ACTIVITÉ
Selon le texte sur Mimouni, qu'est-ce qui permet à l'écrivain de prendre la parole à Alger même ? Répondez en une à trois phrases.

TEXTE PRÉSENTÉ
Yves Chemla, qui préside cette rencontre, rappelle que Mimouni a publié dix ouvrages pendant sa courte carrière littéraire (1978- 1995). Il rappelle son slogan : « je veux choquer pour pousser les gens à agir ». Assia Djebar, présente, nous dit comment il était habité par «  un sentiment d’urgence contre la régression et la misogynie ».

Noureddine Saadi (professeur à l’Université d’Artois) est algérien de Constantine. Il a lui aussi connu Mimouni en 1988. C’est l’année à Alger de la vague de protestation de jeunes dont la répression fait sans doute trois cent morts. Il nous dit que Mimouni est fils de paysan pauvre (Boudouaou, 30 km à l’est d’Alger) : [à sa génération la scolarisation en français en pleine « guerre de libération » atteint cet enfant] qui découvre les livres et les mots. Il est ensuite étudiant en sciences à Alger dans l’ambiance bouillonnante des débuts de l’indépendance. Chimiste au départ, il a étudié à cette Ecole normale supérieure où les débats entre étudiants sont vifs jusqu’en 1968. Il se spécialise dans les problèmes de gestion et un ses premiers textes porte sur « la mesure de la productivité »… problème crucial pour les entreprises d’Etat de l’Algérie nouvelle. Son œuvre littéraire est très proche de sa vie : en 1978 les éditions d’Etat publient son premier roman (quelque peu édulcoré par une « castration » de l’éditeur) Le printemps n’en sera que plus beau. C’est avec la sortie à Paris en 1982 de Le fleuve détourné que lui vient la célébrité, qui se répercute à Alger même, ce qui lui permet d’y parler, pour une critique de la bureaucratie comme de la montée de l’islamisme, qui devient une guerre civile. La consécration lui vient avec Tombeza en 1984. C’est le moment où il milite à la Ligue des droits de l’homme dont il est un fondateur en Algérie, proche du modèle qu’est pour lui Kateb Yacine qu’il connaît alors, se battant contre le Code de la famille promulgué à ce moment. Les années 1985-86 sont pour Mimouni celles d’un espoir de voir se désserrer la censure, avec le développement d’une édition libre.

ENTRÉES AFFICHÉES
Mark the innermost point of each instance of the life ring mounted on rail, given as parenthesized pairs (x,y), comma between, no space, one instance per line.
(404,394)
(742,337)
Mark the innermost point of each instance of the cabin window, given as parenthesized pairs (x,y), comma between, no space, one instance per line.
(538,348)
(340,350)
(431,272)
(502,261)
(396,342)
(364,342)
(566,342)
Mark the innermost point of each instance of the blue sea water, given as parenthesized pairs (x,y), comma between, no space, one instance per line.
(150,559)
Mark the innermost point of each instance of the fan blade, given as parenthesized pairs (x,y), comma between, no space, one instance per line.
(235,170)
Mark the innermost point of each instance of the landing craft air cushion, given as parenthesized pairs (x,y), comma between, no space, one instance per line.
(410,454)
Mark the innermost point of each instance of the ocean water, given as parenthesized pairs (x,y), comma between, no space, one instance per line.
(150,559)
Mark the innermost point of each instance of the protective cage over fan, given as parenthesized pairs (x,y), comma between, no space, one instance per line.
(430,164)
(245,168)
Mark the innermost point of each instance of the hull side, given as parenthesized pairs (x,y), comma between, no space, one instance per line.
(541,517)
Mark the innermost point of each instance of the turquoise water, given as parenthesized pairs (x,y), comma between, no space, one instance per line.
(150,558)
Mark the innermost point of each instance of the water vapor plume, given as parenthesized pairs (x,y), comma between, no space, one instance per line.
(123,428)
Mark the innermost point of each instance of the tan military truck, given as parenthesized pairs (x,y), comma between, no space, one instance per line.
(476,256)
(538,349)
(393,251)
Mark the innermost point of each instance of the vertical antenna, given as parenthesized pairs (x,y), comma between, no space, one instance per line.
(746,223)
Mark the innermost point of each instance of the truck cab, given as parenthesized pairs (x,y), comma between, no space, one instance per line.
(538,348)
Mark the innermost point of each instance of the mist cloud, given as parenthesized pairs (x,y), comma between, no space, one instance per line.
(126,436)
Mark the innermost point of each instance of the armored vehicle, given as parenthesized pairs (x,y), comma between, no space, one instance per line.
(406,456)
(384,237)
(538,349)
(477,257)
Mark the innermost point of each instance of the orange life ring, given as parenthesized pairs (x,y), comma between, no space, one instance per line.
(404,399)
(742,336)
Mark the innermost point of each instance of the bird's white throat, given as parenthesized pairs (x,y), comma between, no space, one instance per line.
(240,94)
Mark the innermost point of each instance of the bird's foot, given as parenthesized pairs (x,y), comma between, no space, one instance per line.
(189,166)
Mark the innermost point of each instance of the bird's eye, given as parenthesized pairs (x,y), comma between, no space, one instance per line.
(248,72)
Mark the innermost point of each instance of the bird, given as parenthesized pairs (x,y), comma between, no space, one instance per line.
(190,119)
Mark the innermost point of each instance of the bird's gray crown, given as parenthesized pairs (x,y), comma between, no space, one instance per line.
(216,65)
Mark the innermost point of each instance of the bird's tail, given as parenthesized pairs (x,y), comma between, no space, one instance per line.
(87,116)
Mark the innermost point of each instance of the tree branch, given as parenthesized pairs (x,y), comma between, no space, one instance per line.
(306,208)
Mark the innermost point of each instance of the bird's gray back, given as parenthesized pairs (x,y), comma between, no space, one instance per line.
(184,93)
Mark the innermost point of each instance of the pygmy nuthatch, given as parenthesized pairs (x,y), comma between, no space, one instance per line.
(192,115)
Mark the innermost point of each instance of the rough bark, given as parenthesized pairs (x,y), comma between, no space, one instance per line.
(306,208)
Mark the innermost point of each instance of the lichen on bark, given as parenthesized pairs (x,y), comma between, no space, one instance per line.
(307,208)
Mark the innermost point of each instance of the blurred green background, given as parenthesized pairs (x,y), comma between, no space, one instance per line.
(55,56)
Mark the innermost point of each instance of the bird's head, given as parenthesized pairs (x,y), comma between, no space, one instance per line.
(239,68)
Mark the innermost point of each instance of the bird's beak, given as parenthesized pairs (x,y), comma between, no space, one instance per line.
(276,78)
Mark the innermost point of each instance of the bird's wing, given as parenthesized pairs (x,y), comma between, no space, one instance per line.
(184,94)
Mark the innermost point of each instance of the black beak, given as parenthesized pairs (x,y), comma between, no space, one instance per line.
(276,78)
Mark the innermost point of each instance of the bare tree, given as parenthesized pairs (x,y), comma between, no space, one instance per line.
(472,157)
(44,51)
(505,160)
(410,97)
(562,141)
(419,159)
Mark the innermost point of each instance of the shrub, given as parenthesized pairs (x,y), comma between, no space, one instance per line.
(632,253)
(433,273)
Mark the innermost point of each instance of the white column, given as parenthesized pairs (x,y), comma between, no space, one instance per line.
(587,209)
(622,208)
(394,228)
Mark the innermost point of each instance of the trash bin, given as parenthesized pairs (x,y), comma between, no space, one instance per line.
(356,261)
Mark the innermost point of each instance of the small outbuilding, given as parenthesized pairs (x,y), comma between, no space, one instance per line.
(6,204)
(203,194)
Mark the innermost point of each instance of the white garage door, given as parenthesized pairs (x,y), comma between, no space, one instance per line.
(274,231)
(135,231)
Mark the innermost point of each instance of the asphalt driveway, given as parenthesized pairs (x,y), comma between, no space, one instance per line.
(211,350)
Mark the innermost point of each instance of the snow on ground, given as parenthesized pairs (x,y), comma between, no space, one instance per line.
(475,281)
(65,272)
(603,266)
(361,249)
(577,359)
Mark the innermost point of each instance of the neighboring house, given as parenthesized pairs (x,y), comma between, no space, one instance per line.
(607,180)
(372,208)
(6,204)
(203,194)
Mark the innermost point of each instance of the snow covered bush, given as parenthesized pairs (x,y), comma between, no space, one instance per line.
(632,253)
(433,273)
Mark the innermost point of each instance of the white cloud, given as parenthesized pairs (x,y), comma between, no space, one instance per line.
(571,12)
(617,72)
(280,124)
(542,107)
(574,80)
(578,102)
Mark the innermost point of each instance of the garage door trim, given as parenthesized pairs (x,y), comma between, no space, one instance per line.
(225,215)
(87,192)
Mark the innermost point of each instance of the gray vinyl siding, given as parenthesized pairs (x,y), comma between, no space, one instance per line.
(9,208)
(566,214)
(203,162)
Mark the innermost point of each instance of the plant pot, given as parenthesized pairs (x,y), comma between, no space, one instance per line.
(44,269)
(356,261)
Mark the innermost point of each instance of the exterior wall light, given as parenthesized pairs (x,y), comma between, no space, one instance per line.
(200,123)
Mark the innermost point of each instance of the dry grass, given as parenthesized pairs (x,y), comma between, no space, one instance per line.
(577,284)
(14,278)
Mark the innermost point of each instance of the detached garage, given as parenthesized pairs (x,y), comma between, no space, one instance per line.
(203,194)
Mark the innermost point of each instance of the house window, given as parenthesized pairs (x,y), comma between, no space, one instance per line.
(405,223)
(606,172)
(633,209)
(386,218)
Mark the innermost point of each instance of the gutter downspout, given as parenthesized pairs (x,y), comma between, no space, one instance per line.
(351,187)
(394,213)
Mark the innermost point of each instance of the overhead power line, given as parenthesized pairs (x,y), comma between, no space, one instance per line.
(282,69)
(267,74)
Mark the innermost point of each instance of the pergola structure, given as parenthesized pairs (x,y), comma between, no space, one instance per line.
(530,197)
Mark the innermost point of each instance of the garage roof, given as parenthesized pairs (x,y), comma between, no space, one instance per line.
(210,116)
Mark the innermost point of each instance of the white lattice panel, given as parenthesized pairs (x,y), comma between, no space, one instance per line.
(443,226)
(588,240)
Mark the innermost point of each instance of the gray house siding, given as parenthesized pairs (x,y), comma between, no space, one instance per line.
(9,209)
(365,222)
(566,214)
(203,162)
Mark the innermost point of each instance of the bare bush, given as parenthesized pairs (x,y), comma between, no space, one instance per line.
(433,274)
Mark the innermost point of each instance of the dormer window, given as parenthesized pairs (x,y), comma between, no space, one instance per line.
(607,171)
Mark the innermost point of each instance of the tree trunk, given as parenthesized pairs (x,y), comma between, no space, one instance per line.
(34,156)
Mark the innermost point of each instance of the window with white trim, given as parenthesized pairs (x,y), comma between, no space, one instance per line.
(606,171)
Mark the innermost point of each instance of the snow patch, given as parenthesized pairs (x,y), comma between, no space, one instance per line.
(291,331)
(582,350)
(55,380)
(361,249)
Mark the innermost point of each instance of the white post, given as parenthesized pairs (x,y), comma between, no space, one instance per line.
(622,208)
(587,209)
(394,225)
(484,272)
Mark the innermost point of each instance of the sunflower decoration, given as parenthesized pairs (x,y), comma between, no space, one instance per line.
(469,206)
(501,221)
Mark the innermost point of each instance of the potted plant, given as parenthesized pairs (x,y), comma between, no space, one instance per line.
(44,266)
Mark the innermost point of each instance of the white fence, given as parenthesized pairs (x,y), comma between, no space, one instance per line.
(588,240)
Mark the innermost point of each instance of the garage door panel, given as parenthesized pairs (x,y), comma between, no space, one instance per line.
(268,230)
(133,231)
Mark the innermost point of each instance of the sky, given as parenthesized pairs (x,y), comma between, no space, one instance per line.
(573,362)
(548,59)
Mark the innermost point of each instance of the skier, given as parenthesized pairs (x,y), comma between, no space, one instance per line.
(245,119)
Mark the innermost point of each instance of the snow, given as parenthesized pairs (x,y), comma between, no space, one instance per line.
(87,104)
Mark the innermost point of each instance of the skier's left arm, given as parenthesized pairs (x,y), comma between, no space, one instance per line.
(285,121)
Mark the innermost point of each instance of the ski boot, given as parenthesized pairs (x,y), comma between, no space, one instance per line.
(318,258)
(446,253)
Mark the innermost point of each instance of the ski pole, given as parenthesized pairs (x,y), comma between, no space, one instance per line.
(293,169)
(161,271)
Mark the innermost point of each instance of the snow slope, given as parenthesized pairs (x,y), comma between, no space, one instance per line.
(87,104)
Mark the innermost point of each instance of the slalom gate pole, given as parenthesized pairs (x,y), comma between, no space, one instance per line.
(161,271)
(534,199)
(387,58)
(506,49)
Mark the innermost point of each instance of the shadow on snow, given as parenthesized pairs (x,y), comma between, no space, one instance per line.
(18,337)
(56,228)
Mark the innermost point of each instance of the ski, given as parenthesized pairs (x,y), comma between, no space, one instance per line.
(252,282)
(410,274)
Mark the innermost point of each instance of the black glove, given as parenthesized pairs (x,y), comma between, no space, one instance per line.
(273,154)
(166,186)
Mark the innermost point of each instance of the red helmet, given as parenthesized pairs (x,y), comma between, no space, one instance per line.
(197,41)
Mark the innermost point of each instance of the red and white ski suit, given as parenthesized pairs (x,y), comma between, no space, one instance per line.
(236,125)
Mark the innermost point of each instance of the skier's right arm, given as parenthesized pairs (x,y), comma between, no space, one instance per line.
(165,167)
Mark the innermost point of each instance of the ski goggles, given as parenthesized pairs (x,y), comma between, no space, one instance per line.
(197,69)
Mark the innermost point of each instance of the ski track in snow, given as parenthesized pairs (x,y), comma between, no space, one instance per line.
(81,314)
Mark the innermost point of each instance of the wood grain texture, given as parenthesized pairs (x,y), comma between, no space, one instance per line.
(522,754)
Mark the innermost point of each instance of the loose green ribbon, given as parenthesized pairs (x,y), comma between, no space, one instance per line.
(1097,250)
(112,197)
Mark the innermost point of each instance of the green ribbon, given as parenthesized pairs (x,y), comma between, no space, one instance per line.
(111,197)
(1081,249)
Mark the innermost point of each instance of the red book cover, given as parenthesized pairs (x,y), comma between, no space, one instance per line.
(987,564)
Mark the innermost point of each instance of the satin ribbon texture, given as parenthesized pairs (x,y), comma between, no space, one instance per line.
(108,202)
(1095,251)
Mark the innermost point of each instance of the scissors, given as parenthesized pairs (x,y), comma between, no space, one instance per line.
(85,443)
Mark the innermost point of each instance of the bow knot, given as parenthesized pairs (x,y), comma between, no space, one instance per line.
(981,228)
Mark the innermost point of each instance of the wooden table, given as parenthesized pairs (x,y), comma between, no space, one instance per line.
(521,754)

RÉSULTAT DE L'EXERCICE
C'est la célébrité apportée par la sortie à Paris, en 1982, de Le fleuve détourné, célébrité qui se répercute jusqu'à Alger. Elle lui permet d'y parler pour critiquer la bureaucratie comme la montée de l'islamisme.